Please read the Okak Hospital excerpt and say what the objects that looked like dried dates threaded on a string turned out to be.

• Text excerpt
★ ★ ★

I have seen how the natives degenerate when they take to European food. They lose their natural coating of fat to a great extent, and need more clothing to withstand the cold ; they become less robust, less able to endure fatigue, and their children are puny. When a sick man came to hospital I told his friends "You may bring Eskimo foods for him"
One of the greatest problems that presented itself in those early days of Okak Hospital was the problem of food. So often the people had said "We are Eskimos — we are different from Europeans" that I felt certain, that there was a great truth in it. The missionaries have done the people a good service in persuading them to remain Eskimos in their food and clothing: there has been no attempt to force European ways upon them; and I am convinced of the wisdom of this attitude because I have seen how the natives degenerate when they take to European food. They lose their natural coating of fat to a great extent, and need more clothing to withstand the cold; they become less robust, less able to endure fatigue, and their children are puny.
Perhaps it is their great tendency to imitate that explains why, at the more southern of the stations, where English-speaking settlers live among the people at their vUlages, the Eskimos are not so fine physically as those living in the north. Whatever the reason, the fact remains: and so I tackled the feeding problem. When a sick man came to hospital I told his friends "You may bring Eskimo foods for him," and they hailed the suggestion with delight. I found them a little shy, at first, of letting me know what Eskimo foods really were. I knew from hearsay that seal meat and codfish are the staple things; and for a while the sick folks were supplied with those: but presently friends began quietly to bring other things —Eskimo dainties, I might call them. I went into a ward one day, and found a woman sitting up in bed sucking and chewing at a pile of raw fish-heads — which she hastily set aside when she saw me. Presently she took them up again and fell to with the remark, uttered with a shy smile, "Mammadlarput ukkoa (these taste very good)." Another had a lot of what looked like dried dates, threaded on a string. This curious collection looked very like a necklace, and she kept it by her bedside, and picked one of the objects off to chew whenever the fancy seized her. They puzzled me for a time, until Juliana (who had made my skin clothes, and had now become our first Eskimo nurse) enlightened me. "These are trout-stomachs, dried in the open air"— a real Eskimo tit-bit.
I might make a long list of the foods the people brought — seal meat raw, dried, boiled, fried, and even made into a stew with flour and giving forth a most appetising smell; the flesh of reindeer, foxes, bears, hues, sea-birds of all sorts; eggs of gulls, sea-pigeons and ptarmigan, the gull's eggs especially being sometimes in a half-hatched state, with great, awful looking eyes inside them; trout and cod and salmon; the boiled skin of the white whale and the walrus; raw reindeer lips and ears — these are only some of the peculiarly Eskimo dishes that passed before our eyes; to say nothing of attempts at European cookery, such as home-baked bread, sometimes grey and sodden, sometimes light and wholesome, so that we wondered how Eskimo hands and Eskimo stoves could bake so well; roasted dough, as hard as bricks, a concoction of flour and water baked on the top of a tiny iron stove; and even, on festal occasions, dough with currants.

★ ★ ★

[Point-per-instance localization data]
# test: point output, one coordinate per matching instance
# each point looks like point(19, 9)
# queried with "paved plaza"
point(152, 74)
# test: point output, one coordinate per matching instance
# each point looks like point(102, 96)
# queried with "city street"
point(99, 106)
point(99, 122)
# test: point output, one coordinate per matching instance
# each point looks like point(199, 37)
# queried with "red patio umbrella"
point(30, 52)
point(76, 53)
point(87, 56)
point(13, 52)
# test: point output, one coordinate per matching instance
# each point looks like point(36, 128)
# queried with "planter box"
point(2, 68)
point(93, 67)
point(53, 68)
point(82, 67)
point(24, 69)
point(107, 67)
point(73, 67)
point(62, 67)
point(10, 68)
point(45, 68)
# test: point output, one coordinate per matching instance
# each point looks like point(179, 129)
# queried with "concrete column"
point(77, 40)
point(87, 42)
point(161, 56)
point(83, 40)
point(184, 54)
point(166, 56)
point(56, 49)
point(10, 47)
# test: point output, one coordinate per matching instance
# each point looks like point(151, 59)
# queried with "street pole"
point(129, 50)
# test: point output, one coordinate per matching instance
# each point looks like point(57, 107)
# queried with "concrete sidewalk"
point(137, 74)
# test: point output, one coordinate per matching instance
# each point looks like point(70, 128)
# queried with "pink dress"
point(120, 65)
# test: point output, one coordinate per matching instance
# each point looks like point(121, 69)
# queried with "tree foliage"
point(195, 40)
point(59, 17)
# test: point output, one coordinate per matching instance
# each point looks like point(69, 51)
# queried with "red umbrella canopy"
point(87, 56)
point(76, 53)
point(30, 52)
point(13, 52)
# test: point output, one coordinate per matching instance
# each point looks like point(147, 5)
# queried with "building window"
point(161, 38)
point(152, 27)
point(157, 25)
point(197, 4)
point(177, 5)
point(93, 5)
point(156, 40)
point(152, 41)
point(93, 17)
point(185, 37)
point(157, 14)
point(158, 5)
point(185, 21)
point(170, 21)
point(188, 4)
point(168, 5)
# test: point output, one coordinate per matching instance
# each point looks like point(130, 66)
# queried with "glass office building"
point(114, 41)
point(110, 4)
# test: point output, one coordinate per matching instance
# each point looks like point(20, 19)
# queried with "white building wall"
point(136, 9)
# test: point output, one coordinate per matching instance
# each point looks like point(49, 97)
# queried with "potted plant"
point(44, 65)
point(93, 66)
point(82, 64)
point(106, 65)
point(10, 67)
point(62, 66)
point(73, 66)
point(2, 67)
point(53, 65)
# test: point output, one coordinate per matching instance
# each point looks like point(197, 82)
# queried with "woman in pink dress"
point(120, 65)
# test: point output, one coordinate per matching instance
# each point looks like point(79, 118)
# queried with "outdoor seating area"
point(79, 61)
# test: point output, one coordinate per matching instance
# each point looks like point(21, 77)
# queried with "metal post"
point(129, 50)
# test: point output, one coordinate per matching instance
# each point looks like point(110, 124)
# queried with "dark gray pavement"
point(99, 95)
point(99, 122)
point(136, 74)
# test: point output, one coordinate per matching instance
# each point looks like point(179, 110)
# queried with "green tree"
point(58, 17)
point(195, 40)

★ ★ ★

• Exercise result
Trout-stomachs, dried in the open air.